That way, Usher could have trimmed out some of the fat that stands between this film and a really good film. I couldn’t believe that I would find myself bored during this film, but there were moments that really tried my patience. You could feel the audience’s impatience every time the film slowed down.

When the film does cook, it delivers the goods, and then some. Neil Cuthbert’s screenplay (based on the Dark Horse comic book) is filled with hilarious little bits, delicious one-liners and delightful riffs on the super hero genre in general. Even the story is more than serviceable.

In order to improve his popularity, Captain Amazing has his arch nemesis Casanova Frankenstein (Geoffrey Rush) released from the insane asylum. Amazing knows full well that it will only be a matter of hours before Frankenstein resorts back to criminal behavior. Then he will come to the rescue of Champion City once again, emerging the hero.

Unfortunately, Frankenstein has been planning for this moment for 20 years. After capturing Amazing, Frankenstein threatens to annihilate Champion City. With Captain Amazing out of the picture, that leaves way for a new breed of super hero. Well, they’re a new breed of something.

We first meet Mr. Furious (Ben Stiller), The Blue Raja (Hank Azaria) and The Shoveler (William H. Macy) at the beginning of the film, when the trio of wannabe super heroes attempt to thwart a robbery at a senior citizen’s home.

—————

Things to do:
a) In the film review:
(i) Whose screenplay is the film based on, and what was that screenplay adapted from?
(ii) Why does Captain Amazing have Casanova Frankenstein released from the insane asylum?
(iii) Which actor plays The Shoveler?
b) Could you go on with the film review from where it stops?
The records have nothing to do with this.

Record set:
—————

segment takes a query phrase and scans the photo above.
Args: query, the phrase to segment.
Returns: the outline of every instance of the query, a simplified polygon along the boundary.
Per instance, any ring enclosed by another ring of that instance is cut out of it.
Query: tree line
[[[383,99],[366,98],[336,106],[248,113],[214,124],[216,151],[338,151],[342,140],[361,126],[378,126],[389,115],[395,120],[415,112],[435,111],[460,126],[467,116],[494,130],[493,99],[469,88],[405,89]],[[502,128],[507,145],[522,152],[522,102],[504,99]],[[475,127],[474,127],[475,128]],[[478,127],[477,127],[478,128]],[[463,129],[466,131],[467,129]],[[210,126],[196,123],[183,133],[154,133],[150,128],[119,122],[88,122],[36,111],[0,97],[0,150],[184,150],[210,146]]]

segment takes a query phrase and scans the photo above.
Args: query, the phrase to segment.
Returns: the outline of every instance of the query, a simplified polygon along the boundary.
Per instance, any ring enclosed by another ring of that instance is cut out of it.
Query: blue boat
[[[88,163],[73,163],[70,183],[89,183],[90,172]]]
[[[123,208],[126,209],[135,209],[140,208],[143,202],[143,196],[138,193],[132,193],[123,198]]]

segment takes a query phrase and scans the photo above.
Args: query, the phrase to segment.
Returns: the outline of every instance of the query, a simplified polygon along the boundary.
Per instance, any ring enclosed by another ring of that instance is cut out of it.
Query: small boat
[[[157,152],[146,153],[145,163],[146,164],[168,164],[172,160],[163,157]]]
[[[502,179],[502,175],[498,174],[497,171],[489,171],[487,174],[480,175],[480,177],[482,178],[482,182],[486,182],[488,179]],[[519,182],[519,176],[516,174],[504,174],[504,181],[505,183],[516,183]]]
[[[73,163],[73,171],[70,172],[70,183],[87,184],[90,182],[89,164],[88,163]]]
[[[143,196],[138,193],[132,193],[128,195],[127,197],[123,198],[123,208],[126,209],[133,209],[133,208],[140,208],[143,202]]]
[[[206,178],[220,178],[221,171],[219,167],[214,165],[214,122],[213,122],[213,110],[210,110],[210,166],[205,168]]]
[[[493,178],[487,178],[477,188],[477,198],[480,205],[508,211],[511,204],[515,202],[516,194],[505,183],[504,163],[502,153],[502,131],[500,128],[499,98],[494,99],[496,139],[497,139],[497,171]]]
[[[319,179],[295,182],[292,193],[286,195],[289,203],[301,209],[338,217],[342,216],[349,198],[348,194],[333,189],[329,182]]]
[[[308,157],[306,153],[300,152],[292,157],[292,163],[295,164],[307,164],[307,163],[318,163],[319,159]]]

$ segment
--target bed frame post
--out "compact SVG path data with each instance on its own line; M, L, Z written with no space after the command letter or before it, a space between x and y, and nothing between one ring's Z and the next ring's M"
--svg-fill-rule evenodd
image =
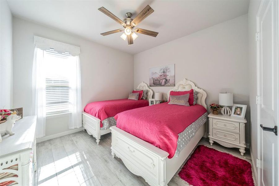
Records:
M166 174L166 160L167 158L161 158L160 159L160 167L161 175L160 175L160 186L167 186L167 176Z

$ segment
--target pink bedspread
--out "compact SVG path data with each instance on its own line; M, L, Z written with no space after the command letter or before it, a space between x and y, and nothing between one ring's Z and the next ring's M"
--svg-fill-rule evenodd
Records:
M207 112L202 106L168 102L125 111L114 118L116 126L168 153L175 153L178 134Z
M112 117L124 111L148 106L147 100L133 100L128 99L96 101L89 103L84 108L84 112L101 120Z

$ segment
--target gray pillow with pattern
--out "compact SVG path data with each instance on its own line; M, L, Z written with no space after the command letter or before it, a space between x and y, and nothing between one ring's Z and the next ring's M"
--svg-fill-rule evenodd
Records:
M189 96L190 94L187 94L181 95L170 95L170 101L168 104L177 104L189 107Z
M139 93L129 93L129 97L128 97L128 100L137 100L138 99L138 95Z
M135 90L135 91L142 91L142 90L141 90L140 89L136 89ZM147 97L147 94L148 92L148 90L146 89L145 90L143 90L143 93L142 93L142 100L146 100Z
M198 99L198 92L194 91L194 103L193 103L193 105L196 104L196 103L197 103L197 99Z

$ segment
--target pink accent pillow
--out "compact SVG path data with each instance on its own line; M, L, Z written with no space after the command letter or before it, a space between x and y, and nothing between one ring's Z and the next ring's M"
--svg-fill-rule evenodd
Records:
M141 100L142 97L142 95L143 95L143 90L141 91L133 91L132 92L132 93L137 93L138 92L138 100Z
M189 104L190 105L193 105L194 104L194 90L191 89L189 91L171 91L170 93L170 95L181 95L189 94L190 95L189 96L189 100L188 102ZM168 101L170 101L170 98L168 99Z

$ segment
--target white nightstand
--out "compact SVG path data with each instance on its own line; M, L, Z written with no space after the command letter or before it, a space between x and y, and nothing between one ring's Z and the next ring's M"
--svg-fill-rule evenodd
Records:
M213 141L227 147L239 149L243 156L246 147L245 139L245 124L246 119L221 114L208 115L209 119L209 143Z

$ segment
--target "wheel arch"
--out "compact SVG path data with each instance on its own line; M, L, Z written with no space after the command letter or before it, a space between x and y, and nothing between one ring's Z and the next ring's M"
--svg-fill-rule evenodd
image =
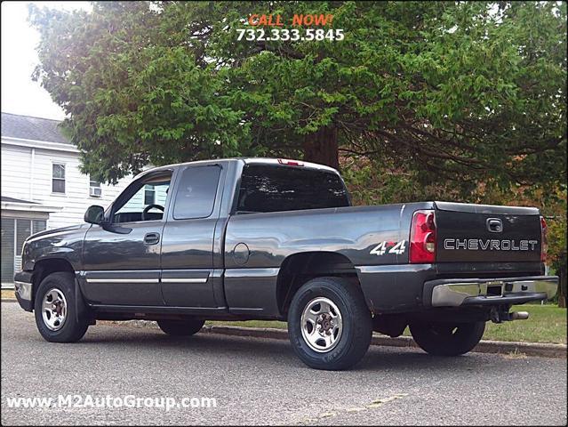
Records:
M52 273L60 271L68 271L75 275L75 269L71 262L65 258L53 257L53 258L43 258L37 261L34 264L33 276L32 276L32 304L36 300L36 293L39 287L39 284Z
M340 277L361 289L355 265L346 255L330 251L292 254L282 262L276 278L276 300L280 313L285 317L298 289L318 277Z

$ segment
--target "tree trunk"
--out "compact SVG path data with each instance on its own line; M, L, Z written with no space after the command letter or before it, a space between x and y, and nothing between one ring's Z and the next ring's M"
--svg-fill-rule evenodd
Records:
M303 148L304 160L307 162L340 168L337 128L324 127L316 133L306 135Z
M560 282L558 283L558 307L566 308L566 264L559 269Z

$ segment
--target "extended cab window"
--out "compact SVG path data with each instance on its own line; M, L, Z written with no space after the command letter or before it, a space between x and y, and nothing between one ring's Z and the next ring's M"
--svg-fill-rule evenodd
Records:
M175 220L207 218L213 212L220 167L190 166L181 173L173 205Z
M128 188L114 206L113 222L161 220L171 180L168 173L140 180Z
M343 181L332 172L247 165L243 168L237 212L281 212L349 205Z

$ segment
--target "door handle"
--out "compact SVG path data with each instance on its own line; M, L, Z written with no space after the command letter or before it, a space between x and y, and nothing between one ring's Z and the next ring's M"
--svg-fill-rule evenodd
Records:
M160 233L146 233L144 245L156 245L160 241Z

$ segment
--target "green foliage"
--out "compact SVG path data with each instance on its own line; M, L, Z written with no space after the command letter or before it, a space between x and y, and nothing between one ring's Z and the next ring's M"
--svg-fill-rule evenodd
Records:
M332 13L346 38L237 42L251 13ZM564 180L565 3L116 2L30 6L30 21L36 78L106 181L148 163L299 157L326 128L383 168L391 194L413 180L461 195L488 176L501 190Z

—————

Answers for the tasks:
a)
(i) Neil Cuthbert's, adapted from the Dark Horse comic book.
(ii) To improve his popularity.
(iii) William H. Macy.

b)
Even though the trio are upstaged by Captain Amazing, they’re encouraged to continue their crime fighting efforts. Their skills come in handy when Furious learns that Amazing has been kidnaped, and rallies the troops in an effort to save him and the day.

The three are joined by The Bowler (Janeane Garofalo, whose weapon is a bowling ball with her dead father’s skull imbedded in the middle), The Spleen (Paul Reubens, whose weapon is usually silent but deadly), Invisible Boy (Kel Mitchell), and the Sphinx (Wes Studi), whose words of wisdom are nothing more than double talk.

They have until midnight to free Captain Amazing and stop Frankenstein, his female assistant (Lena Olin) and his gang members from destroying the city. That means coming together as a team, something Mr. Furious is reluctant to do. This little day trip from the rest of the plot is one of the script’s worst contrivances.

When they do come together as one and raid Frankenstein’s castle, the film overdoses on its own visual and special effects. There is so much going on or exploding that the characters tend to get lost in the melee. There’s no room for them to breathe much less make an impression.

That’s too bad, because as played by these actors, the characters are people you actually get to know and like. To dismiss all of their good will in favor of pyrotechnics is a mistake. Less would have been more in this case.

Whenever Ben Stiller and Janeane Garofalo get together I seem to have a good time, and their pairing in “Mystery Men” is no different. When they’re on the screen together I can’t help but laugh. Garofalo is especially funny as The Bowler, who is out to revenge her father’s death before going back to graduate school. She delivers Cuthbert’s sharp lines with the precision of a surgeon.

William H. Macy is also a delight, a man who believes that he ability to swing a shovel is a gift from God. Macy delivers his lines with such conviction you believe him.

As super villain Casanova Frankenstein, Geoffrey Rush seems to have a lot of fun as he snarls at the camera and chews the scenery with delight. Roles like this are always larger than life, and both the actor and writer respect those parameters.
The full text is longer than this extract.